Since I was the last person to touch the digits method, I'll state my case.
Note that digits was (I think) inconsistent in this regard before my
modifications -- I believe binary was different than other bases, but I don't
recall which way.
I intentionally made 0.digits() return [] because that seems to me the most
consistent mathematical thing to do. To make 0.digits() return [0] seems
inconsistent to me because we don't pad any other number with 0's to the
left. I'm sure that one could imagine use cases where you would really want
either implementation for 0.digits().
Here's a feature I would like that you might like as well:
sage: #hypothetical code ahead
sage: 1.digits(padto=3)
[1, 0, 0]
sage: 0.digits(padto=1)
[0]
sage: 123456.digits(padto=5) # padto is only a minimum
[6, 5, 4, 3, 2, 1]
In short, the 'padto' parameter would state the minimal length of the returned
list and we would put sufficient zeros to make the list that length. This
would enable things like this (I suspect there's better ways to do this, but
this is what I always think of when I want listings of power-set-like
things):
sage: for i in srange(8): i.digits(base=2,padto=3)
[0, 0, 0]
[1, 0, 0]
[0, 1, 0]
[1, 1, 0]
[0, 0, 1]
[1, 0, 1]
[0, 1, 1]
[1, 1, 1]
So, the current returns are what occurs with padto=0.
--
Joel
> I intentionally made 0.digits() return [] because that seems to me
> the most
> consistent mathematical thing to do.
+1
david
Joel B. Mohler wrote:
|
| Since I was the last person to touch the digits method, I'll state my
case.
| Note that digits was (I think) inconsistent in this regard before my
| modifications -- I believe binary was different than other bases, but
I don't
| recall which way.

★ ★ ★ ★ ★

What to work on:
1. In the digits-method discussion, translate this sentence into Spanish: "I intentionally made 0.digits() return [] because that seems to me the most consistent mathematical thing to do."
2. Continue the digits-method discussion from the point where it stops.

★ ★ ★ ★ ★

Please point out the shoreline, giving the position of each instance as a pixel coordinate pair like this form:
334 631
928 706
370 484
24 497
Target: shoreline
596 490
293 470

★ ★ ★ ★ ★

Outputs in order:
1. Hice intencionalmente que 0.digits() devolviera [] porque me parece lo más coherente desde el punto de vista matemático.

2.
|
| I intentionally made 0.digits() return [] because that seems to me the
most
| consistent mathematical thing to do. To make 0.digits() return [0] seems
| inconsistent to me because we don't pad any other number with 0's to the
| left. I'm sure that one could imagine use cases where you would
really want
| either implementation for 0.digits().
|
I guess this is a question of convention, and depends on how you think
of "digit":
(1) a digit is a symbol used to construct representations of numbers,
and so the base 10 digits are: "0", "1", ..., "9". In this case,
0.ndigits() should return 1 and 0.digits() should return [0]
(2) when writing an integer n in base b, you compute a b-adic expansion
n = d_0 + d_1*b^1 + d_2*b^2 + ... + d_k b^k
with d_k nonzero; you call the d_i the "digits" of a. Then 0 *has no
such expansion*, therefore 0.digits() should return [] and 0.ndigits()
should return 0.
I used to be very much in favor of option (1), but now that I actually
thought about it for 30 seconds, it doesn't really matter to me as long
as we document the chosen convention properly, and we are consistent.
Note that at the moment 0.digits() does (2) and 0.ndigits() does (1),
which is really bad.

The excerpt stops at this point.